**VOS TÂCHES:**
1. Recopiez le passage de l'avis de la Commission de Venise compris entre "Demandé par : Kirghizistan, Ministre" et "traitement médicamenteux d'urgence.", ces deux bornes incluses.
2. Dans l'avis de la Commission de Venise, entre quels acteurs les autorités sont-elles invitées à assurer un dialogue significatif ?
3. Prolongez l'avis de la Commission de Venise au-delà de sa dernière phrase.

**TEXTE EXTRAIT:**
○ ○ ○ ○ ○

Demandé par : Kirghizistan, Ministre de la Justice
Mesures recommandées :
41. La Commission de Venise note que l'hospitalisation obligatoire des personnes atteintes de troubles mentaux/comportementaux dans un établissement psychiatrique ou centre de traitement est déjà réglementée par la législation kirghize, qui n'est pas toutefois couverte par le présent avis. En outre, la police a l'obligation d'aider le personnel médical à cet égard, notamment en garantissant son accès à la personne concernée, en assurant la sécurité de la personne et d'autres personnes et en retrouvant et détenant la personne aux fins de l'hospitalisation obligatoire. Il n’est toujours pas clair pour quelle raison le cadre juridique existant est considéré insuffisant pour traiter le transfert obligatoire de délinquants en état d’ébriété en vue d'un traitement médicamenteux d'urgence.
42. Etant donné la nature complexe de la question, y compris, entre autres, les droits humains et les aspects médicaux, la Commission de Venise invite les autorités à assurer un dialogue significatif entre les organismes publics compétents, la société civile et toutes les autres parties prenantes concernées afin de parvenir à un large consensus sur la politique concernant le mécanisme de transfert obligatoire et la pertinence de compléter la législation actuelle.

○ ○ ○ ○ ○

**LIGNES FOURNIES:**

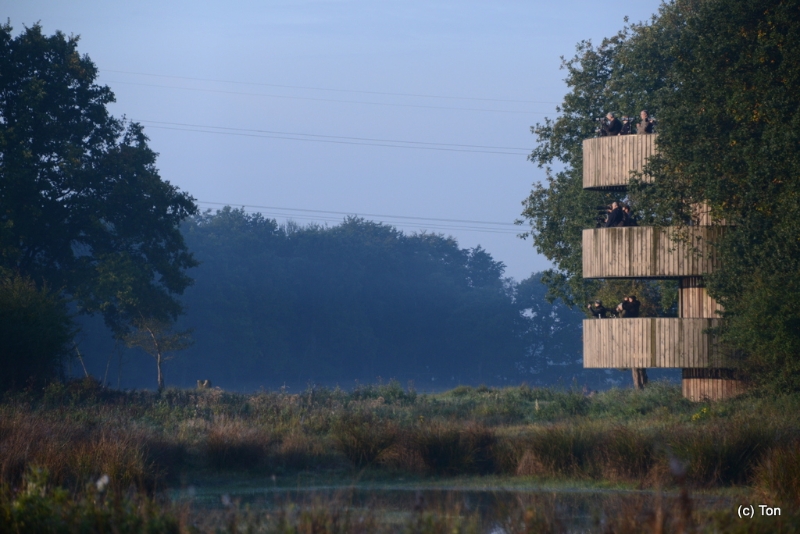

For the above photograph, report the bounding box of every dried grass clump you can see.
[0,412,160,488]
[332,414,399,468]
[205,417,273,469]
[411,420,497,475]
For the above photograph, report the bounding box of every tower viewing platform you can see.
[582,134,743,401]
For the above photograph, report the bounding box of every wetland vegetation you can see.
[0,380,800,532]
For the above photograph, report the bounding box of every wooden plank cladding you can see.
[582,226,724,278]
[583,317,734,369]
[678,276,723,319]
[583,134,658,189]
[681,369,747,402]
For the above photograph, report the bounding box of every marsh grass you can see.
[0,380,800,502]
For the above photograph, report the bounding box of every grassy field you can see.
[0,380,800,532]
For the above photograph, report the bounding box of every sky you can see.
[0,0,660,280]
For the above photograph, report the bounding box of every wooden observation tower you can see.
[582,134,744,401]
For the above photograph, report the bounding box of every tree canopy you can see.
[76,208,616,390]
[0,24,196,332]
[523,0,800,390]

○ ○ ○ ○ ○

**RÉPONSES NUMÉROTÉES:**
1.
Demandé par : Kirghizistan, Ministre de la Justice
Mesures recommandées :
41. La Commission de Venise note que l'hospitalisation obligatoire des personnes atteintes de troubles mentaux/comportementaux dans un établissement psychiatrique ou centre de traitement est déjà réglementée par la législation kirghize, qui n'est pas toutefois couverte par le présent avis. En outre, la police a l'obligation d'aider le personnel médical à cet égard, notamment en garantissant son accès à la personne concernée, en assurant la sécurité de la personne et d'autres personnes et en retrouvant et détenant la personne aux fins de l'hospitalisation obligatoire. Il n’est toujours pas clair pour quelle raison le cadre juridique existant est considéré insuffisant pour traiter le transfert obligatoire de délinquants en état d’ébriété en vue d'un traitement médicamenteux d'urgence.

2. Entre les organismes publics compétents, la société civile et toutes les autres parties prenantes concernées.

3.
43. La Commission de Venise considère que le fait d'autoriser la police à transférer obligatoirement des délinquants en état d'ébriété dans un établissement médical, dans tous les cas, sans obtenir de preuve médicale d'un professionnel de la santé, comporte des risques considérables. Donner à la police le pouvoir de décider de l'application d'une mesure médicale urgente sans preuve/expertise médicale comporte de sérieux risques d'arbitraire.
44. Dans l'ensemble, la Commission de Venise estime que non seulement la législation pertinente mais aussi sa mise en œuvre sera d'une importance cruciale pour le respect des droits humains conformément aux normes internationales, qui définissent un certain nombre de critères mentionnés ci-dessus. La nature interdépendante du travail de la police et des services médicaux doit être clairement définie et mise en œuvre. À cet égard, la législation devrait être complétée par des règlements/protocoles définissant clairement le rôle de chaque organe (police et soins de santé) et la manière de réagir et d'interagir lors du transfert obligatoire de délinquants en état d’ébriété, tout en respectant les garanties prévues par la loi.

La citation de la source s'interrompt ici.